Data:
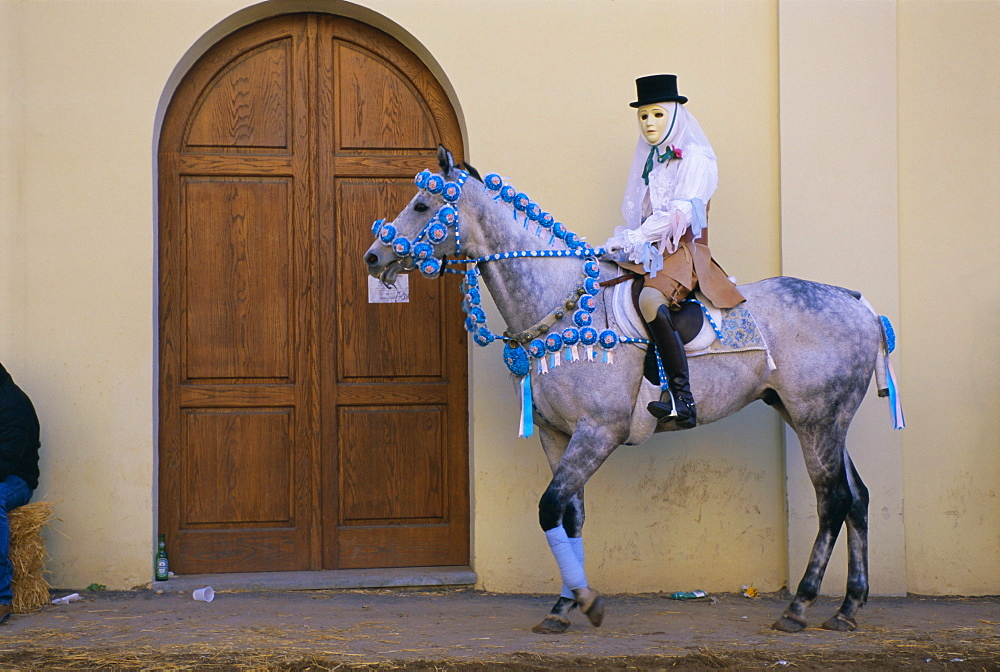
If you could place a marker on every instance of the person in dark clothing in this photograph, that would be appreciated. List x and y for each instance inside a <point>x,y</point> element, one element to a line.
<point>18,470</point>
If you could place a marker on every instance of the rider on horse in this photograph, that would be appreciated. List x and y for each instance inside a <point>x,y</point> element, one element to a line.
<point>665,237</point>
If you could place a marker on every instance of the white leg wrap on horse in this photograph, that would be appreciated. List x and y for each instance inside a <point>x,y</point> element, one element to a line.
<point>569,566</point>
<point>577,544</point>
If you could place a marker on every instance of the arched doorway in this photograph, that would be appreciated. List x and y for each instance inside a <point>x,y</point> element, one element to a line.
<point>303,426</point>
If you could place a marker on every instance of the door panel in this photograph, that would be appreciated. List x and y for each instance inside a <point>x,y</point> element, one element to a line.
<point>238,259</point>
<point>300,426</point>
<point>252,453</point>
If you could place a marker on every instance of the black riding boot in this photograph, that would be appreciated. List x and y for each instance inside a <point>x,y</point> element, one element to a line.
<point>668,342</point>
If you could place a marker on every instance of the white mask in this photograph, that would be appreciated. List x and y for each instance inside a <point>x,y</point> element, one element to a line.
<point>656,120</point>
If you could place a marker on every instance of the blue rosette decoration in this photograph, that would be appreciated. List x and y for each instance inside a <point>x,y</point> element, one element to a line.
<point>401,246</point>
<point>582,318</point>
<point>570,338</point>
<point>434,184</point>
<point>493,182</point>
<point>451,192</point>
<point>608,340</point>
<point>423,251</point>
<point>387,233</point>
<point>588,337</point>
<point>483,337</point>
<point>430,267</point>
<point>537,348</point>
<point>521,202</point>
<point>421,179</point>
<point>553,342</point>
<point>448,215</point>
<point>437,232</point>
<point>516,359</point>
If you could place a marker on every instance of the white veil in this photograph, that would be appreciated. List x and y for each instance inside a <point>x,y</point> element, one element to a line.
<point>677,194</point>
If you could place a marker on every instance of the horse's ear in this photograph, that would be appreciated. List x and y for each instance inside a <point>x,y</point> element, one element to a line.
<point>445,160</point>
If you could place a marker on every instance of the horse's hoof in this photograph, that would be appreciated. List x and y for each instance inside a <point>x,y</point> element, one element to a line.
<point>592,605</point>
<point>552,625</point>
<point>789,624</point>
<point>840,623</point>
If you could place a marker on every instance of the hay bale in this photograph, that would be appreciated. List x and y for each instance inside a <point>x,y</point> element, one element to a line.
<point>27,556</point>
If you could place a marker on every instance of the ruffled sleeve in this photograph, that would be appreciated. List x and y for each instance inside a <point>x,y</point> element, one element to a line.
<point>678,196</point>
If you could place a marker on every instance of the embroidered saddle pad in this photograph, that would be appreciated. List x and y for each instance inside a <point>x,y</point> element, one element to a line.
<point>725,330</point>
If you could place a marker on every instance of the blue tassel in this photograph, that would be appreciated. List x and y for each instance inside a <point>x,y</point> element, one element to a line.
<point>527,409</point>
<point>895,407</point>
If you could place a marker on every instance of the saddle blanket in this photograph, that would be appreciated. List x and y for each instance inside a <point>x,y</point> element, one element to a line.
<point>725,330</point>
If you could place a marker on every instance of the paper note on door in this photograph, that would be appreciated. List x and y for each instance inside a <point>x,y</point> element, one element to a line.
<point>398,293</point>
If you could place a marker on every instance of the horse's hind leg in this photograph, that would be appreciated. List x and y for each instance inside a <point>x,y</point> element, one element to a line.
<point>857,548</point>
<point>840,496</point>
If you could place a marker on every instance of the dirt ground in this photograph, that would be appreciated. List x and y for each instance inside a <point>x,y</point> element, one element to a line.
<point>472,630</point>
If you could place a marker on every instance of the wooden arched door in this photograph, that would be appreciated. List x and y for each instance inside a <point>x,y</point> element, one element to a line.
<point>302,426</point>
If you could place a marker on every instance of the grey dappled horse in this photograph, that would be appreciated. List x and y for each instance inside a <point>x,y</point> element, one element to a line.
<point>824,341</point>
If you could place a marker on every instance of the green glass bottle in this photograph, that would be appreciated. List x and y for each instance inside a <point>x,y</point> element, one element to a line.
<point>160,561</point>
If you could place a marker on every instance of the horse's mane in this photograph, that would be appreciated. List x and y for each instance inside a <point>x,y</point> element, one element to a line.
<point>472,171</point>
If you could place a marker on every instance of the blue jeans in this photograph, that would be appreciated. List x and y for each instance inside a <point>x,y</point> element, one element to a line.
<point>14,492</point>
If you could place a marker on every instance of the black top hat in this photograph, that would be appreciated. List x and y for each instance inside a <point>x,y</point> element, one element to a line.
<point>657,89</point>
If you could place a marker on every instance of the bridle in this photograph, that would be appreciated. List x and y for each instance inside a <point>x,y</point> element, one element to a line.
<point>539,343</point>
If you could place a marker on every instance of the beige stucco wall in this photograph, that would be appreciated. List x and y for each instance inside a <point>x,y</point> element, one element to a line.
<point>81,87</point>
<point>949,207</point>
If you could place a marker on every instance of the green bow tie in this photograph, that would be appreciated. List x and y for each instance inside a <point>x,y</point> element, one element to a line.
<point>668,154</point>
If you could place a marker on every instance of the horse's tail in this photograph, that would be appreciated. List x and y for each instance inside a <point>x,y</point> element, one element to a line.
<point>885,378</point>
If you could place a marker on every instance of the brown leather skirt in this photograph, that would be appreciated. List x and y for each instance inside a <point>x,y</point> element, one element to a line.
<point>690,266</point>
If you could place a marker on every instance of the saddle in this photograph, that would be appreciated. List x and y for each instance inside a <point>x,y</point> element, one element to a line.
<point>688,321</point>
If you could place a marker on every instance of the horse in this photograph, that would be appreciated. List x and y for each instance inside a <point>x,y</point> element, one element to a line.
<point>823,343</point>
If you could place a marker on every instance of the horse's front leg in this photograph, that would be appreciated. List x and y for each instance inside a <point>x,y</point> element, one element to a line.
<point>557,621</point>
<point>561,516</point>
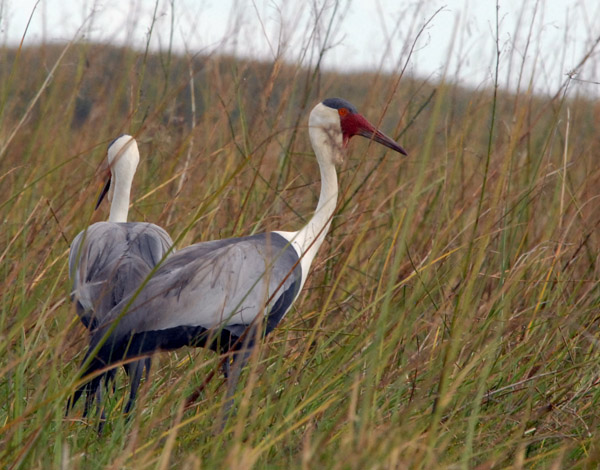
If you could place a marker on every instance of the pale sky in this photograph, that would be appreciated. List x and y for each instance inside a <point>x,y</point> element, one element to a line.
<point>550,36</point>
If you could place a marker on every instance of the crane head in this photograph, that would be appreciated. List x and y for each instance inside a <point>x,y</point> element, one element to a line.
<point>123,157</point>
<point>353,123</point>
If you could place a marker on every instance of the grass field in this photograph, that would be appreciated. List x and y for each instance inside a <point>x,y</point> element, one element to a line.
<point>450,319</point>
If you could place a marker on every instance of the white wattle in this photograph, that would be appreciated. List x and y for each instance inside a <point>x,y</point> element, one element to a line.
<point>123,158</point>
<point>326,138</point>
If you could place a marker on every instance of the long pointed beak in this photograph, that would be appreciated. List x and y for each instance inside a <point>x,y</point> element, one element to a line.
<point>380,137</point>
<point>103,193</point>
<point>366,129</point>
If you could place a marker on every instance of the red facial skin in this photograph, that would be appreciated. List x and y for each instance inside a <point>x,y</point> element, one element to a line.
<point>354,124</point>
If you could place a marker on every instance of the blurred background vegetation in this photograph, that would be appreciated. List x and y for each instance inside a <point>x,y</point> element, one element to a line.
<point>450,318</point>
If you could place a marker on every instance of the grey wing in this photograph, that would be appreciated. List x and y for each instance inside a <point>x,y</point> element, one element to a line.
<point>148,241</point>
<point>108,261</point>
<point>227,284</point>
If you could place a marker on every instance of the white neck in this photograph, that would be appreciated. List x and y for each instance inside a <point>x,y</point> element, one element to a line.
<point>123,158</point>
<point>308,240</point>
<point>119,207</point>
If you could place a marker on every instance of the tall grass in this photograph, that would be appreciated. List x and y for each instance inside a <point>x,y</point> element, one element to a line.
<point>449,321</point>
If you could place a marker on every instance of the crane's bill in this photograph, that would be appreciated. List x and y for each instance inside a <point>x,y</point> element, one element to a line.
<point>103,193</point>
<point>380,137</point>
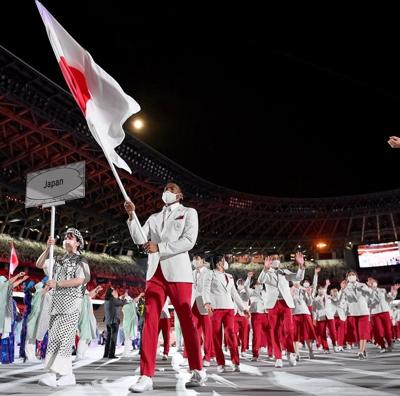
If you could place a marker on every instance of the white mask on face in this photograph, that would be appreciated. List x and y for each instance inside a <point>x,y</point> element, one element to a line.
<point>352,278</point>
<point>275,264</point>
<point>168,197</point>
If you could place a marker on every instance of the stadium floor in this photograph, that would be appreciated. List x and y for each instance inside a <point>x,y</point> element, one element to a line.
<point>334,374</point>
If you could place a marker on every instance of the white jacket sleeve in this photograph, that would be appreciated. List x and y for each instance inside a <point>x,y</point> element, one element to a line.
<point>298,276</point>
<point>186,241</point>
<point>236,298</point>
<point>135,231</point>
<point>265,277</point>
<point>207,287</point>
<point>249,291</point>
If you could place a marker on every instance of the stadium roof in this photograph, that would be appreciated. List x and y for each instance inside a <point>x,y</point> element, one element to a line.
<point>41,127</point>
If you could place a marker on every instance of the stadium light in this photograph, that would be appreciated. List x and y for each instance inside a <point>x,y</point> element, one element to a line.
<point>321,245</point>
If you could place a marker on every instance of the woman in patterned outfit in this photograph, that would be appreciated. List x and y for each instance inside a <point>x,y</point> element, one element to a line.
<point>70,275</point>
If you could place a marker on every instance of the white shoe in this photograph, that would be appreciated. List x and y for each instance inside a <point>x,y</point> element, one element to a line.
<point>143,384</point>
<point>199,377</point>
<point>206,363</point>
<point>278,363</point>
<point>49,380</point>
<point>66,380</point>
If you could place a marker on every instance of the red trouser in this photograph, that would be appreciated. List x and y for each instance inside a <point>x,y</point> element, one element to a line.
<point>359,327</point>
<point>259,324</point>
<point>280,316</point>
<point>340,330</point>
<point>204,326</point>
<point>165,327</point>
<point>323,325</point>
<point>242,331</point>
<point>180,293</point>
<point>382,326</point>
<point>224,317</point>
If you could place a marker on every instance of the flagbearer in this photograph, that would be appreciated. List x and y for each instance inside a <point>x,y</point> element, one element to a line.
<point>171,233</point>
<point>70,275</point>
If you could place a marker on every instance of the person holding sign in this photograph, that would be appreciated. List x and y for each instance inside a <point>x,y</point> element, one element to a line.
<point>171,234</point>
<point>68,279</point>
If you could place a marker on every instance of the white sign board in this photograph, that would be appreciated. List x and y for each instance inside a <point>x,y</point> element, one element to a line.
<point>63,183</point>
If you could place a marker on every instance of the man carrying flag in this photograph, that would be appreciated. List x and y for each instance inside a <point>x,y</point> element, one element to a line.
<point>13,260</point>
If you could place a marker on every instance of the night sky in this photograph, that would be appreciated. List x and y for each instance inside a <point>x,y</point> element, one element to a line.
<point>295,103</point>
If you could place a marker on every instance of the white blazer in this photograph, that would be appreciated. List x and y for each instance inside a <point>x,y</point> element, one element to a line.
<point>220,291</point>
<point>302,301</point>
<point>257,298</point>
<point>197,291</point>
<point>278,281</point>
<point>356,295</point>
<point>322,308</point>
<point>380,301</point>
<point>175,238</point>
<point>246,300</point>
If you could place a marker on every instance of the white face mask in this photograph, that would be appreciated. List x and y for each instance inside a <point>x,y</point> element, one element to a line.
<point>352,278</point>
<point>275,264</point>
<point>168,197</point>
<point>68,242</point>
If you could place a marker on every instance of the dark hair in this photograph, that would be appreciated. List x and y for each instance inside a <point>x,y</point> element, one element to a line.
<point>108,293</point>
<point>214,259</point>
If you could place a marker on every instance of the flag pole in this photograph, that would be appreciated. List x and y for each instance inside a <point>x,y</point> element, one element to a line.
<point>51,253</point>
<point>126,197</point>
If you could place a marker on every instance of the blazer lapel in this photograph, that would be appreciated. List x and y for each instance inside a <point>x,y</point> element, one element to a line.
<point>220,281</point>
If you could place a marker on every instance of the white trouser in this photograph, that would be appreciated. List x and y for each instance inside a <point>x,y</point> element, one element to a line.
<point>82,348</point>
<point>30,352</point>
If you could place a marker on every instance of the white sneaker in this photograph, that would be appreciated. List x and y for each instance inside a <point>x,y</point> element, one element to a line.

Goal: Give again the lines of the listing between the line holding "the crane head" and the line holding "<point>326,138</point>", inclusive, with "grass field" swapped for "meadow" and nothing else changed.

Task answer:
If you could place a marker on every instance of the crane head in this photograph, that would be appreciated. List x and y for each instance inside a <point>x,y</point> element, one element to a line.
<point>123,157</point>
<point>353,123</point>
If you could place a marker on every instance of the meadow in this photograph, that would be appreciated. List x and y for each instance inside a <point>x,y</point> element, one element to a line.
<point>450,319</point>
If you could place a marker on every instance of the white wattle in this photograph, that would be appreciated. List x and y for each instance inside a <point>x,y</point> element, one element to a line.
<point>123,158</point>
<point>326,138</point>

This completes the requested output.